AVAILABLE DATA:
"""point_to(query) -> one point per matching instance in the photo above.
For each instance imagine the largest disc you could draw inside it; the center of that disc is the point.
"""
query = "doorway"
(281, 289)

DIRECTION: Render the records above as a two-column CSV with the columns "query" and "point", one row per record. Put each record's text and its answer in one quoted field each, and replace line breaks with spaces.

RESPONSE:
query,point
"""""""point_to(query) -> one point per matching instance in the photo above. For each instance imagine the largest disc you could draw inside it; the center of that disc is the point. """""" query = ""doorway""","(281, 289)"